TASKS —
1) Using the MPLS VPN document, decide whether each statement agrees with it: (a) The MPLS VPN feature lets a Cisco IOS network deploy scalable IPv4 Layer 3 VPN backbone services. (b) An encrypted tunnel is the only way to provide network and data privacy. (c) An extranet is described as an intranet that spans several businesses. Answer yes or no for each and quote the words that decide it.
2) In the listing, starting at the line that contains "Find the man's" and ending at the last line of the listing, change "shirtless man" to "bare-chested man". Return only those lines, with nothing else altered.

PASSAGE SHOWN —
↓↓↓

Table Of Contents
MPLS Virtual Private Networks (VPNs)
This document describes the Multiprotocol Label Switching (MPLS) Virtual Private Network (VPN) feature and includes the following sections:
The IP virtual private network (VPN) feature for Multiprotocol Label Switching (MPLS) allows a Cisco IOS network to deploy scalable IPv4 Layer 3 VPN backbone services. An IP VPN is the foundation companies use for deploying or administering value-added services including applications and data hosting network commerce, and telephony services to business customers. In private local area networks (LANs), IP-based intranets have fundamentally changed the way companies conduct their business. Companies are moving their business applications to their intranets to extend over a wide area network (WAN). Companies are also embracing the needs of their customers, suppliers, and partners by using extranets (an intranet that encompasses multiple businesses). With extranets, companies reduce business process costs by facilitating supply-chain automation, electronic data interchange (EDI), and other forms of network commerce. To take advantage of this business opportunity, service providers must have an IP VPN infrastructure that delivers private network services to businesses over a public infrastructure.
IP Virtual Private Networks
To effectively implement an IP VPN in your facility, ensure your IP VPN meets the following basic requirements:
Privacy—All IP VPNs offer privacy over a shared (public) network infrastructure. Most companies use an encrypted tunnel. This is only one of several ways to provide network and data privacy.

↑↑↑

[Contour labeling listing]

↓↓↓

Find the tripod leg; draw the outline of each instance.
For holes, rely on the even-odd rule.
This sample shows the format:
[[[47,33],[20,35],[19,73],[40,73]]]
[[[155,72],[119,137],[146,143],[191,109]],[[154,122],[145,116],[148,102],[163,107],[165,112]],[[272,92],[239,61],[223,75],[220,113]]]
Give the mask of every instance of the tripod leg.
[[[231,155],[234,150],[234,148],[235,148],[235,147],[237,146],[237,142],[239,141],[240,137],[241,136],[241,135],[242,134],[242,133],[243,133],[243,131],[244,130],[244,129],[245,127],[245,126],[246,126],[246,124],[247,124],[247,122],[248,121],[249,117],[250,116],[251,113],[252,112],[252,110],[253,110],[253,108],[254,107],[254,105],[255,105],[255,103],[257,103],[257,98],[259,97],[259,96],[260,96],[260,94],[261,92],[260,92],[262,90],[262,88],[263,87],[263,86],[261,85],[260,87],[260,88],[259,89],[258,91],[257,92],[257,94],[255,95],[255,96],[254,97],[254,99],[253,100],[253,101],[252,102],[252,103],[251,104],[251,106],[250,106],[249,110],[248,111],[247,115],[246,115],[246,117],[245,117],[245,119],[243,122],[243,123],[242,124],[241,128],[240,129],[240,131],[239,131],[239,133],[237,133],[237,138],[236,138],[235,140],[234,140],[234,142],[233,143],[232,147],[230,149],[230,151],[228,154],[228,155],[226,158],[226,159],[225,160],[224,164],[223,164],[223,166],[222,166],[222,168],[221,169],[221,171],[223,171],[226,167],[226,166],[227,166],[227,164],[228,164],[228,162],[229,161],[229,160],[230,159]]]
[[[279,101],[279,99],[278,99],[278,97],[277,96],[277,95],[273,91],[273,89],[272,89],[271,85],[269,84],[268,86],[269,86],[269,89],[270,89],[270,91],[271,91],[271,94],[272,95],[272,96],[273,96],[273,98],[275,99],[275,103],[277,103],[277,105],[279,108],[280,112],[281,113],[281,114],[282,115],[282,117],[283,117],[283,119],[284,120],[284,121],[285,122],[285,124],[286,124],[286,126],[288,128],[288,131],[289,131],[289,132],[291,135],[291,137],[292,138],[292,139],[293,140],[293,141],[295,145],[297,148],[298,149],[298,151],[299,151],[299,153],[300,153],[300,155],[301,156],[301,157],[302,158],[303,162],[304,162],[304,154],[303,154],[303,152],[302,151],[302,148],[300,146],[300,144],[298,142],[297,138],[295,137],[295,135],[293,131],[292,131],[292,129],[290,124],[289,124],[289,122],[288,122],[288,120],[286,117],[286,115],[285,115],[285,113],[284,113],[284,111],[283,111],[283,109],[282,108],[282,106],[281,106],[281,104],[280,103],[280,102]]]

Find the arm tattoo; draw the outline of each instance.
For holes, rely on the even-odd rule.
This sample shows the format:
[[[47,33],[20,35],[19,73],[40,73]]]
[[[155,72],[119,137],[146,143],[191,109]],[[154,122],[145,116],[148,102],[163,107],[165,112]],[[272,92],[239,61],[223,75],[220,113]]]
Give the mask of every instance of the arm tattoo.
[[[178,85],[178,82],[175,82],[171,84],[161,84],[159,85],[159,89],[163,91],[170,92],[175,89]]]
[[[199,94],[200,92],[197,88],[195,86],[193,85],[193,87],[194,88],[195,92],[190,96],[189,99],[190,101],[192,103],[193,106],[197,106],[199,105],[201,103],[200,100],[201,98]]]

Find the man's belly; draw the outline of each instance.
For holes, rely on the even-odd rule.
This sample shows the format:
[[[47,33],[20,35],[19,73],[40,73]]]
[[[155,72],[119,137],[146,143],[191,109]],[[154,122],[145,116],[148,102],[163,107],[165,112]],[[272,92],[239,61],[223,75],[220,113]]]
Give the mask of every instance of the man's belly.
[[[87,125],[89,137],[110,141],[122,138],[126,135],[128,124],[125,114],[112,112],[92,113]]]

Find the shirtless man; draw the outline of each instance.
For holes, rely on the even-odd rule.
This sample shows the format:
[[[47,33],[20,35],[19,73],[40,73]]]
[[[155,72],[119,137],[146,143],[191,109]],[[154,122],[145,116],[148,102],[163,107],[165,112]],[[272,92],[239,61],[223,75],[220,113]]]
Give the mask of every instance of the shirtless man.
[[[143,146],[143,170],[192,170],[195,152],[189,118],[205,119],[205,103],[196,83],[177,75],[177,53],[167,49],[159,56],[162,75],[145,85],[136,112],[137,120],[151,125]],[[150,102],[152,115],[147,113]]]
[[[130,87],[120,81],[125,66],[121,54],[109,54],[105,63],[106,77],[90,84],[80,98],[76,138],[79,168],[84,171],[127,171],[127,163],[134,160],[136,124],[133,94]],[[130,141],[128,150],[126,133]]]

↑↑↑

SOLUTION SET —
1)
(a) Yes: "allows a Cisco IOS network to deploy scalable IPv4 Layer 3 VPN backbone services"
(b) No: "This is only one of several ways to provide network and data privacy."
(c) Yes: "an intranet that encompasses multiple businesses"

2)
Find the man's belly; draw the outline of each instance.
For holes, rely on the even-odd rule.
This sample shows the format:
[[[47,33],[20,35],[19,73],[40,73]]]
[[[155,72],[119,137],[146,143],[191,109]],[[154,122],[145,116],[148,102],[163,107],[165,112]],[[272,92],[239,61],[223,75],[220,113]]]
Give the mask of every instance of the man's belly.
[[[87,125],[89,137],[110,141],[122,138],[126,135],[128,124],[125,114],[112,112],[92,113]]]

Find the bare-chested man; draw the outline of each instance.
For holes, rely on the even-odd rule.
This sample shows the format:
[[[47,33],[20,35],[19,73],[40,73]]]
[[[155,72],[119,137],[146,143],[191,109]],[[154,122],[145,116],[148,102],[163,107],[165,112]],[[272,92],[239,61],[223,75],[220,113]]]
Give the mask of every instance of the bare-chested man.
[[[143,146],[143,170],[192,170],[195,152],[189,118],[205,119],[205,103],[196,83],[177,75],[177,53],[167,49],[159,56],[162,75],[145,85],[136,112],[137,120],[151,125]],[[150,102],[152,115],[147,113]]]
[[[130,87],[120,81],[125,66],[121,54],[109,54],[105,63],[106,77],[90,84],[80,98],[76,138],[79,168],[84,171],[127,171],[127,163],[134,160],[136,124],[133,94]],[[130,141],[128,150],[126,133]]]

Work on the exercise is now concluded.